• **EXERCISE**: In the Aurora endpoint-error text, what happens to a database activity stream using Aurora MySQL when the DB cluster can't access the Amazon KMS endpoint?

• **PAGE EXCERPT**:
[Start]

Aurora returns the following error messages if it can't connect to a service endpoint.
ERROR 1871 (HY000): S3 API returned error: Network Connection
ERROR 1873 (HY000): Lambda API returned error: Network Connection. Unable to connect to endpoint
ERROR 1815 (HY000): Internal error: Unable to initialize S3Stream
For database activity streams using Aurora MySQL, the activity stream stops functioning if the DB cluster can't access the Amazon KMS endpoint. Aurora notifies you about this issue using RDS Events.
If you encounter these messages while using the corresponding Amazon services, check if your Aurora DB cluster is public or private. If your Aurora DB cluster is private, you must configure it to enable connections.
For an Aurora DB cluster to be public, it must be marked as publicly accessible. If you look at the details for the DB cluster in the Amazon Web Services Management Console, Publicly Accessible is Yes if this is the case. The DB cluster must also be in an Amazon VPC public subnet. For more information about publicly accessible DB instances, see Working with a DB cluster in a VPC. For more information about public Amazon VPC subnets, see Your VPC and subnets.

[End]

• **ENTRIES PROVIDED**:

[Start]

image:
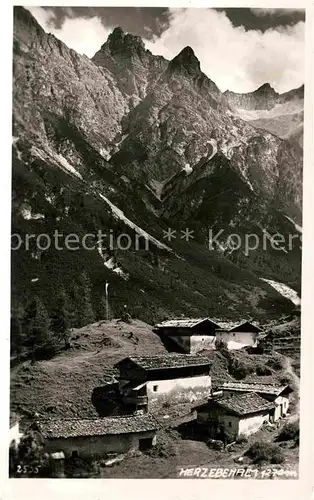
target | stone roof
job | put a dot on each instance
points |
(231, 325)
(183, 323)
(169, 361)
(253, 387)
(244, 404)
(59, 428)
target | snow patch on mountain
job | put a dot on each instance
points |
(284, 290)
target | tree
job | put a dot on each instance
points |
(61, 318)
(30, 460)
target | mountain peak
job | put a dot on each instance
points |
(185, 61)
(119, 42)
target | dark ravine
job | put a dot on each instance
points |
(139, 130)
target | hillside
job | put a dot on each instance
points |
(35, 387)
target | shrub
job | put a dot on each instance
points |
(222, 346)
(215, 444)
(289, 431)
(265, 452)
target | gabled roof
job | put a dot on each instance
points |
(185, 323)
(254, 387)
(59, 428)
(245, 404)
(164, 361)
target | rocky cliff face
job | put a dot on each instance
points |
(131, 143)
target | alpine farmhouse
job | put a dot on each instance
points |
(195, 335)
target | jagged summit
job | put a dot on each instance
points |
(185, 61)
(119, 42)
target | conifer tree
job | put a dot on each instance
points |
(37, 325)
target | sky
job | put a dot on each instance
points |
(240, 49)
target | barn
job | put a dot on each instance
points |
(150, 381)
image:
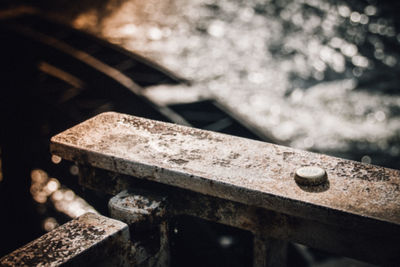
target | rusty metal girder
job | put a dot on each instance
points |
(89, 240)
(358, 203)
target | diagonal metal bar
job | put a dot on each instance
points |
(90, 240)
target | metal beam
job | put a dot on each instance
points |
(358, 203)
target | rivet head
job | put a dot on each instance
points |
(310, 175)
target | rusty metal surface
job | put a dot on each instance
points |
(71, 243)
(145, 214)
(357, 242)
(251, 172)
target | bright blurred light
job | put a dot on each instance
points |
(56, 159)
(50, 224)
(44, 189)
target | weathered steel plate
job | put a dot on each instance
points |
(254, 173)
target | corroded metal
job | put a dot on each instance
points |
(242, 183)
(91, 239)
(356, 242)
(251, 172)
(144, 212)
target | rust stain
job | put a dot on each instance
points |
(243, 170)
(65, 242)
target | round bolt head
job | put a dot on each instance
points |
(310, 175)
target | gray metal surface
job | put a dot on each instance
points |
(90, 240)
(254, 173)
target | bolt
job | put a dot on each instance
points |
(310, 175)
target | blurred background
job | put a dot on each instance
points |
(310, 74)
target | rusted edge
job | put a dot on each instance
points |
(251, 172)
(67, 243)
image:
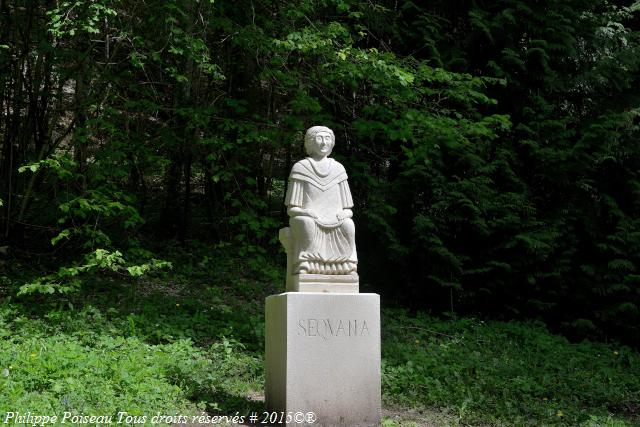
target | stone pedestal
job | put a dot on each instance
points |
(323, 356)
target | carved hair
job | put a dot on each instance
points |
(310, 136)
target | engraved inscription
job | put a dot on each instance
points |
(328, 328)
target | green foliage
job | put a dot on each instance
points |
(187, 341)
(506, 373)
(491, 147)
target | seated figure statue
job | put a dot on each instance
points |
(320, 240)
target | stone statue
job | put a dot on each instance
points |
(320, 240)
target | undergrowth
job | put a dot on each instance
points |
(191, 340)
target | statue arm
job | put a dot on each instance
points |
(295, 200)
(347, 201)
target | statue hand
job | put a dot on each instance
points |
(344, 214)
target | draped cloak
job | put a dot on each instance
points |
(326, 195)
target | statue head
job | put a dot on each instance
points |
(319, 140)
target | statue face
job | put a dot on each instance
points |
(321, 145)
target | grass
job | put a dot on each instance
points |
(191, 341)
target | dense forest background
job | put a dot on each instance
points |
(493, 147)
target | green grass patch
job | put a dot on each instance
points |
(507, 373)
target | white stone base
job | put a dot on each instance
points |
(343, 283)
(323, 355)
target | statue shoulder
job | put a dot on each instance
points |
(337, 167)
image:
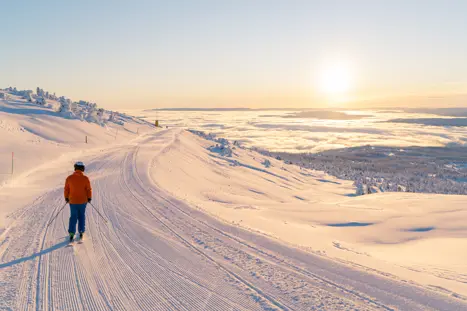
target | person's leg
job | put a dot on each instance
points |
(82, 218)
(73, 218)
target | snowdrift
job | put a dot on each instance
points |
(420, 237)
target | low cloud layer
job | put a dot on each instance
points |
(274, 132)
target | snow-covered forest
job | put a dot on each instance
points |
(380, 169)
(66, 107)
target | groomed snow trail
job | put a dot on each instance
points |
(158, 253)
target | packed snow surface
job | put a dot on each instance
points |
(199, 225)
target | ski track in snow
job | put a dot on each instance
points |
(157, 253)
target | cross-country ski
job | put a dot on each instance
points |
(233, 155)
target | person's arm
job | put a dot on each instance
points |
(66, 191)
(88, 189)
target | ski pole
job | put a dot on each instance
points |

[End]

• **TASK ANSWER**: The activity stream stops functioning, and Aurora reports the issue through RDS Events.